> **What you need to do**
Reproduce the line that contains "Mark the police" and every line after it through the end of the records, exactly, with nothing added.

> **Supplied records**
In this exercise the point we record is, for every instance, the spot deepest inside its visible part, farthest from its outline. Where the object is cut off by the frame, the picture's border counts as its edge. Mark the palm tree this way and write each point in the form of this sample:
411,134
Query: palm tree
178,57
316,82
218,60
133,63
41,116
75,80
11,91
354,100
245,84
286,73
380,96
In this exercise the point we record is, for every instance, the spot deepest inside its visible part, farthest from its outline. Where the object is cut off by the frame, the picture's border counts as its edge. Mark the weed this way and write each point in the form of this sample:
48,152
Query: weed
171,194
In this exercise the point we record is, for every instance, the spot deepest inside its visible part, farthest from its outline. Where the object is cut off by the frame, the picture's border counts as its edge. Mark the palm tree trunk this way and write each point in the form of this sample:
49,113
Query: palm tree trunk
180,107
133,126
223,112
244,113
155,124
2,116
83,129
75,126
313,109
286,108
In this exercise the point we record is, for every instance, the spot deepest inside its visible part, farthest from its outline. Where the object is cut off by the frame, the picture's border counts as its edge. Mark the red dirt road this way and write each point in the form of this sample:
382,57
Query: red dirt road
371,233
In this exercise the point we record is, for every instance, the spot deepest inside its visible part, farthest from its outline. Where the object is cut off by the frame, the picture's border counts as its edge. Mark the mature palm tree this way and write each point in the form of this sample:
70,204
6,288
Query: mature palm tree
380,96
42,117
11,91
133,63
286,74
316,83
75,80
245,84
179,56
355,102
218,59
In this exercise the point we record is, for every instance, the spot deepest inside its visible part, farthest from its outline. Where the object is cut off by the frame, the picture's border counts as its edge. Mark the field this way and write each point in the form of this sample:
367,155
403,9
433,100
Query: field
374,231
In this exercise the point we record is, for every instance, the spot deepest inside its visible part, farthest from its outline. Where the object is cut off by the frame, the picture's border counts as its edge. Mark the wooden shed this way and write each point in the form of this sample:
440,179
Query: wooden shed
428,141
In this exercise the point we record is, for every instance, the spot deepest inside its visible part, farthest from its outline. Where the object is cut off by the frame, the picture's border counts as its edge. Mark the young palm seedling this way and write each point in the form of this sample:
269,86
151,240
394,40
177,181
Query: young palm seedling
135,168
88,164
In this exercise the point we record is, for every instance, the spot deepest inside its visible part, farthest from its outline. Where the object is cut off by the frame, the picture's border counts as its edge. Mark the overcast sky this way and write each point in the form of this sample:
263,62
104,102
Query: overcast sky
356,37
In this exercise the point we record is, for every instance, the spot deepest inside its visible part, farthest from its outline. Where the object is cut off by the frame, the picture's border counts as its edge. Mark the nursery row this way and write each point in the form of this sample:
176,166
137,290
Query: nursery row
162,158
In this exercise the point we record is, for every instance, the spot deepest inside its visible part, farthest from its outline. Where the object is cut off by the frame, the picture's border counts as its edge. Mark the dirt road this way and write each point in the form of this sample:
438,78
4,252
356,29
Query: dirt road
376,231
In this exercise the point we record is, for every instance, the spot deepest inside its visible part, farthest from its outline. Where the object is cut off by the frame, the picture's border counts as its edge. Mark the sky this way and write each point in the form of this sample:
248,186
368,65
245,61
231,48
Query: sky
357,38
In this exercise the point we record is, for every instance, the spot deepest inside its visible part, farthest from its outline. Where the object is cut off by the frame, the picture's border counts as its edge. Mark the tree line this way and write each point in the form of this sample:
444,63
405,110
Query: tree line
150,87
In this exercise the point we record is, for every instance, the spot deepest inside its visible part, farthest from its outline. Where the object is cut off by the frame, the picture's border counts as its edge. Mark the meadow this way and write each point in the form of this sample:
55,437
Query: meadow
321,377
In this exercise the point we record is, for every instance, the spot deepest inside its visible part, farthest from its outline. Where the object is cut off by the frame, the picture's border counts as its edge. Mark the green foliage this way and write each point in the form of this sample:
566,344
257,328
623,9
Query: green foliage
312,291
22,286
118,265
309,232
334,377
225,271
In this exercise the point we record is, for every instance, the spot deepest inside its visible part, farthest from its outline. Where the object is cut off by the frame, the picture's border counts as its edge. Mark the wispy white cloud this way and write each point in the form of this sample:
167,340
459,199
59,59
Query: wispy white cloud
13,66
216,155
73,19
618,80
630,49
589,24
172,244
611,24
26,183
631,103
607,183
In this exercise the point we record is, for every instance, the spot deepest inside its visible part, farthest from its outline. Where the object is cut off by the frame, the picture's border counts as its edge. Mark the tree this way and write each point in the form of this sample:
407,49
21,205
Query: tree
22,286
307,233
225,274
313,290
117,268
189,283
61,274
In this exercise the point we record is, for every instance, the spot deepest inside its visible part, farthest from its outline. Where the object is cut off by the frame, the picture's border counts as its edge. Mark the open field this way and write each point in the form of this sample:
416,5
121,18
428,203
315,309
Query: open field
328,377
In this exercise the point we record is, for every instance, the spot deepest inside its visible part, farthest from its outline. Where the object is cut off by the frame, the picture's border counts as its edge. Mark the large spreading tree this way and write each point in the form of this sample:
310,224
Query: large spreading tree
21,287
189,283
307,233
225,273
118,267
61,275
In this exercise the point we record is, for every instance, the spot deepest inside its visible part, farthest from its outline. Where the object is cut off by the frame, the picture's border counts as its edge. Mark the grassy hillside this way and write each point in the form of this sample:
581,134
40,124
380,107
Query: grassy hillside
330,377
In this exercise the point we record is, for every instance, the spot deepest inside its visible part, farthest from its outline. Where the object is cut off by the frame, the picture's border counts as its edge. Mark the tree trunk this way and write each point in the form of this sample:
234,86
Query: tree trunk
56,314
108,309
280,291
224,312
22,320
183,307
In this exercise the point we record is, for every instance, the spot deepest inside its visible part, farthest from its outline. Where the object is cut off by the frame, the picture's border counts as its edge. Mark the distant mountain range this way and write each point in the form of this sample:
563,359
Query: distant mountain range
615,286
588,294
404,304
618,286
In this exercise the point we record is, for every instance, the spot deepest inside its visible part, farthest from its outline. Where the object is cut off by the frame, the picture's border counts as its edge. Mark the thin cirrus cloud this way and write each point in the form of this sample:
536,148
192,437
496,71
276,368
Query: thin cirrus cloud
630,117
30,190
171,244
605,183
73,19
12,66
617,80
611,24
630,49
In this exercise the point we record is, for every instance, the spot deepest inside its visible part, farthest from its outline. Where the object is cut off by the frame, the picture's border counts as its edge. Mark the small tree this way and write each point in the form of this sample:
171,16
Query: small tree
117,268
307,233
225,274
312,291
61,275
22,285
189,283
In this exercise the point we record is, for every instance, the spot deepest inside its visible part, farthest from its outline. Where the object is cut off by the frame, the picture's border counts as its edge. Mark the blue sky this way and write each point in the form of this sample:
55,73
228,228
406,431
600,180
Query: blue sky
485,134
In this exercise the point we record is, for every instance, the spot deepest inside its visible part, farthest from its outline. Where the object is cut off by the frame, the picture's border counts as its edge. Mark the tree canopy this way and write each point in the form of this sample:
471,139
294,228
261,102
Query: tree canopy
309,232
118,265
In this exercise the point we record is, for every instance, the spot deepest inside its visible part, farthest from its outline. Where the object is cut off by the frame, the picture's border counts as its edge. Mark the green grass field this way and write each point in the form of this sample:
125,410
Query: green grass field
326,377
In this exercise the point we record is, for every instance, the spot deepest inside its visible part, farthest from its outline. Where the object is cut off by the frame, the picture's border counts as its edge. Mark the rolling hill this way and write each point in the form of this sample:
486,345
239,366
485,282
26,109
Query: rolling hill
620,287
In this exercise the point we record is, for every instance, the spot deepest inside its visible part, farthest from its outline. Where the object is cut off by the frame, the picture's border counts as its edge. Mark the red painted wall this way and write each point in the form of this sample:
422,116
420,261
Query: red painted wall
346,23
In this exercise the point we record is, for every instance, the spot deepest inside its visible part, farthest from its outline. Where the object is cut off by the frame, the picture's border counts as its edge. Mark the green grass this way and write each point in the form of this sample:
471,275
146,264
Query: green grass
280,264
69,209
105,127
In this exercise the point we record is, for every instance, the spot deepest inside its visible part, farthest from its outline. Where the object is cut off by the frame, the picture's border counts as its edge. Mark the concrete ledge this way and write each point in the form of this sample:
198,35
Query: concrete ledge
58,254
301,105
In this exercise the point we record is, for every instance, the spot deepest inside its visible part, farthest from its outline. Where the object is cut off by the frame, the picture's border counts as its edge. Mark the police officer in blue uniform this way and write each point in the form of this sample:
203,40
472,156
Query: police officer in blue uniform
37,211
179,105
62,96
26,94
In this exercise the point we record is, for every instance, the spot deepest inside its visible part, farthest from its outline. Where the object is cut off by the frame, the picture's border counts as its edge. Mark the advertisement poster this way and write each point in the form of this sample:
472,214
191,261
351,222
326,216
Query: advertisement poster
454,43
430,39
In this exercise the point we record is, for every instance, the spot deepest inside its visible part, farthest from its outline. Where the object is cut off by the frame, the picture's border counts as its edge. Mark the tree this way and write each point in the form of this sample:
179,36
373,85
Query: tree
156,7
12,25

> **Expected answer**
In this exercise the point we record is, for every instance, the spot deepest inside its visible part, farthest from its outline. Where the object is cut off by the frame, the picture's border counts as its edge. Mark the police officer in blue uniform this way and write each point in the form of this sample:
203,40
472,156
Query: police officer in blue uniform
37,211
179,105
62,96
26,94
In this exercise the point we record is, for every instance, the spot deepest inside its visible part, farthest from its outline. Where the object is cut off by the frame, the picture's border counts as its edge. Mark the advertisement poster this way and write each point in the form of this sample:
472,214
191,261
351,222
326,216
Query: advertisement poster
454,43
430,39
In this exercise the point we record is, for every instance, the spot deepest inside its visible part, farthest from its outline. Where the object is cut off by the frame, the picture's border counts as its edge. Mark the tree this way and write each point in the form of this sample:
179,36
373,85
Query: tree
156,7
12,25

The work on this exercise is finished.